## Selected extract
'''
Thank you for getting back to me. It seems that you do have a number of problems and you are overwhelmed because there are too many at once to handle.
Lets take them one at a time.
You had a myomectomy which left adhesions (scar tissue), which is quite painful for many women. You may still be able to have children but it is riskier because your uterus has become weakened. Perhaps another gynecologist can better guide you. It is worth getting a second opinion.
You are suffering from depression because of the various stressors in your life. You need to talk to a therapist about how to better handle your stressors, and may also benefit from a course of antidepressant medications. One of the best choices is bupropion because it does not promote weight gain or loss of sexual interest. Having an empathetic counselor could also help you with little local problems, such as finding another apartment or getting legal help for you husband.
If your husband is going to throw away his 19 years with the company because he stubborn sounds to be a bad and very immature idea. He must do what is best for YOU and him and act like a responsible man and do what a married man has to do to keep his family afloat.
If he is not treating you well then you should consider leaving him and living with old friends or family until you can get back on your feet.
You may have some more issues or wish to ask more questions, and so I will leave this chat open and we can continue in the morning.
About the adhesion, got a second opinion also done a laparoscopy which showed that the entire uterus is embedded in scar tissue blocking both my tubes . corrective surgery is on the cards have to wait for a doctor from abroad and need to get blood which is proving to be difficult at the moment. in the mean time its allot of pain every month staying away from work taking tonnes of pain killers and having my husband say i'm addicted to hot water bottles.
My husband sought legal help since January. Its really a case of victimization but we need more evidence to go forward. I ask him to talk to another lawyer but he has refused. He is quite stubborn and even more determined right now to fight them on this own and go to the media to highlight his plight.
He is not treating me badly just that there are certain aspect of our marriage he is not satisfied with and with everything going on how is one able to deal with/sort it out. Moving from here is going to cost at least 4 times what we are paying now. Would like to take a mortgage and build my own home but cant get a morgage due to some legal issues in getting clear title to property given to me. Then when that is fixed still may not get one since its would be me alone as my husband may be without a job since he will not go back to his old job.
'''
## Provided material
'''
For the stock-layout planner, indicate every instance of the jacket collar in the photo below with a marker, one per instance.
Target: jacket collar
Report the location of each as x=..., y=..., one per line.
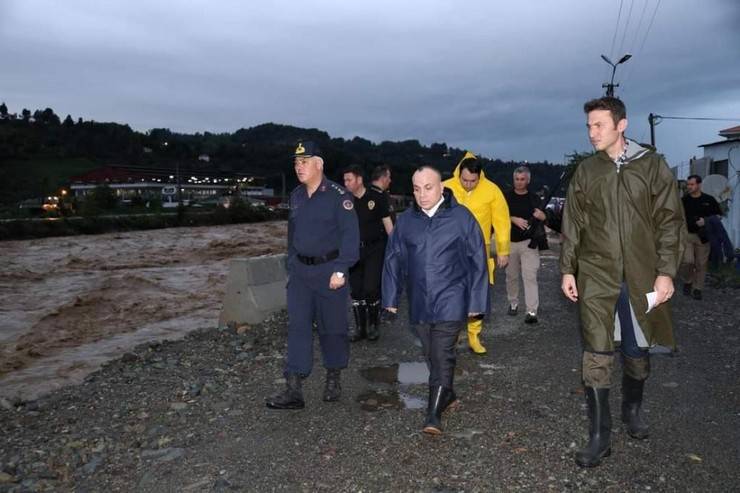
'''
## Task set
A - Reproduce the advice exchange beginning at the words "Thank you for" and stopping after "once to handle.", substituting "swamped" for "overwhelmed".
B - Carry on the advice exchange about adhesions, depression and the husband's job from the point where it ends.

## Response list
A -
Thank you for getting back to me. It seems that you do have a number of problems and you are swamped because there are too many at once to handle.

B -
You must face one problem at a time. Economics is the primary concern. Your husband should either get another job or go back to the original one and consider fighting them from a position of financial strength. Surviving economically is your first issue. He has no right to drag you down as well and she should reconsider how this affecting BOTH of you.
If it is matter of principles then I can understand wanting to defend his reputation and his investment of 19 years. However, his family's well-being is his most important investment and he must take care of that first. It is not either/or but rather of getting his priorities straight.
The next issue will also a legal one: getting clear title to your property and then being able to build on it, once you get your finances back in in order. Unless he works you cannot build.
I know that you want children and you can get the treatment you need. Tell your husband to stop mentioning the hot water bottles because they give you a little relief from a lot of pain. Tell him to get work to that you can afford to get out of pain.
Take these one at a time, and prioritize them.
It seems that the key here is your husband going and and making a living. Even it if is less than before, it will be more than nothing at all.
He is fighting a battle that a lawyer won't touch which is not a good sign.
I shall keep your family in my prayers for the best outcomes to your various problems, and for your relief from pain.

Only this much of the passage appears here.